··· TASK MATERIAL ···

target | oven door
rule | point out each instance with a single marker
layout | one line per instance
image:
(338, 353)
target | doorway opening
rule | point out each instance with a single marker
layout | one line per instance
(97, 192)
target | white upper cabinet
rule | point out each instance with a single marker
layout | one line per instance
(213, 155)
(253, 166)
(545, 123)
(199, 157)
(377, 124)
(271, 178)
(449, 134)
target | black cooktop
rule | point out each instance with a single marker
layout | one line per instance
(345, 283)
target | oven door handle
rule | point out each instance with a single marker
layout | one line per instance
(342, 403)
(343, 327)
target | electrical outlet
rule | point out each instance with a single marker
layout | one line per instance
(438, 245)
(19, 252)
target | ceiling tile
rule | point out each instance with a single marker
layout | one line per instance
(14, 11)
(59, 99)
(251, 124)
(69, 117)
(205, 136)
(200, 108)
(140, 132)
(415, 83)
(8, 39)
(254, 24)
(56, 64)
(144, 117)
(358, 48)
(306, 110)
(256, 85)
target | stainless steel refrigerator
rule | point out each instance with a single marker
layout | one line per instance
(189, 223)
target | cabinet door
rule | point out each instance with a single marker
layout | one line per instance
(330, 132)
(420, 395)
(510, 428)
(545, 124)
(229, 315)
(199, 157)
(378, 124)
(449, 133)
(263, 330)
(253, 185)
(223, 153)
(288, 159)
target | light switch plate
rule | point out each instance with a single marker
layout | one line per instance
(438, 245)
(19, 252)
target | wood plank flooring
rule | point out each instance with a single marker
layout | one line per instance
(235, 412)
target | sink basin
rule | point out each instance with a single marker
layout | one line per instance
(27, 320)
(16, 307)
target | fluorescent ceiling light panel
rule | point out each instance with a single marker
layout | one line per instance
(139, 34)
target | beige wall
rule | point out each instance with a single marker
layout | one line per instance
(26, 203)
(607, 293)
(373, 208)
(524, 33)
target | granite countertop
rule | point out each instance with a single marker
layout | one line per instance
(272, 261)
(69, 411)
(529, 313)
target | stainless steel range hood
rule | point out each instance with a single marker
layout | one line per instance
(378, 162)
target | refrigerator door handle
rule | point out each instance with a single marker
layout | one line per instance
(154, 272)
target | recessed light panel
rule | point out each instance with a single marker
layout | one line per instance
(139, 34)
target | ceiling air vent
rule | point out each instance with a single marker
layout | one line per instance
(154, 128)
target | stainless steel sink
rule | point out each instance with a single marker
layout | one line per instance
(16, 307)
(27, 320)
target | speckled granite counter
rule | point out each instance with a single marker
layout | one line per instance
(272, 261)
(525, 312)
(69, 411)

···

EXERCISE – Duplicate every line of the listing above without any changes.

TASK SOLUTION –
target | oven door
rule | point out each instance with a single marker
layout | one line per instance
image:
(338, 353)
target | doorway opening
rule | point out each instance with a single marker
layout | one line per instance
(97, 192)
target | white upper cabinet
rule | point out each instance with a single marker
layout | one line per instance
(213, 155)
(253, 166)
(545, 123)
(199, 157)
(377, 124)
(271, 178)
(449, 134)
target | black cooktop
rule | point out each instance with a single marker
layout | one line per instance
(345, 283)
target | oven door handle
rule | point out each instance with a single marker
layout | one line per instance
(342, 403)
(343, 327)
target | electrical outlet
rule | point out each instance with a single marker
layout | one line per instance
(438, 245)
(19, 252)
target | ceiling tile
rule | point out each instance with a single marker
layout | one line per instance
(14, 11)
(59, 99)
(251, 124)
(69, 117)
(205, 136)
(200, 108)
(140, 132)
(415, 83)
(8, 39)
(254, 24)
(56, 64)
(144, 117)
(358, 48)
(306, 110)
(256, 85)
target | stainless steel refrigerator
rule | point out each instance with a single marker
layout | one line per instance
(189, 223)
target | cabinet door
rule | point out each instance with a single marker
layout | one line per instance
(330, 132)
(420, 395)
(510, 428)
(545, 124)
(229, 315)
(199, 157)
(378, 124)
(449, 133)
(263, 330)
(253, 185)
(223, 153)
(288, 159)
target | light switch plate
rule | point out each instance with a single marker
layout | one line per instance
(438, 245)
(19, 252)
target | wood plank flooring
rule | point out each instance with a single marker
layout | one line per instance
(235, 412)
target | sink basin
rule | point out each instance with a single marker
layout | one line per instance
(27, 320)
(16, 307)
target | fluorescent ceiling light panel
rule | point out each instance with a single marker
layout | one line per instance
(139, 34)
target | beige wall
rule | point out each instance with a single marker
layout | one line per instance
(26, 203)
(607, 293)
(373, 208)
(524, 33)
target | granite countertop
rule | point out each instance with a single marker
layout | one line per instance
(272, 261)
(69, 411)
(529, 313)
target | stainless steel range hood
rule | point out each instance with a single marker
layout | one line per instance
(378, 162)
target | refrigerator door handle
rule | point out each instance with a single marker
layout | one line per instance
(154, 272)
target | recessed light panel
rule | point out each instance with a single marker
layout | one line per instance
(139, 34)
target | ceiling air vent
rule | point out each instance with a single marker
layout | one line per instance
(154, 128)
target | stainless steel sink
rule | point out each instance with a single marker
layout | one line per instance
(16, 307)
(27, 320)
target | speckled granite counter
rule | point out each instance with a single marker
layout | one line per instance
(272, 261)
(525, 312)
(69, 411)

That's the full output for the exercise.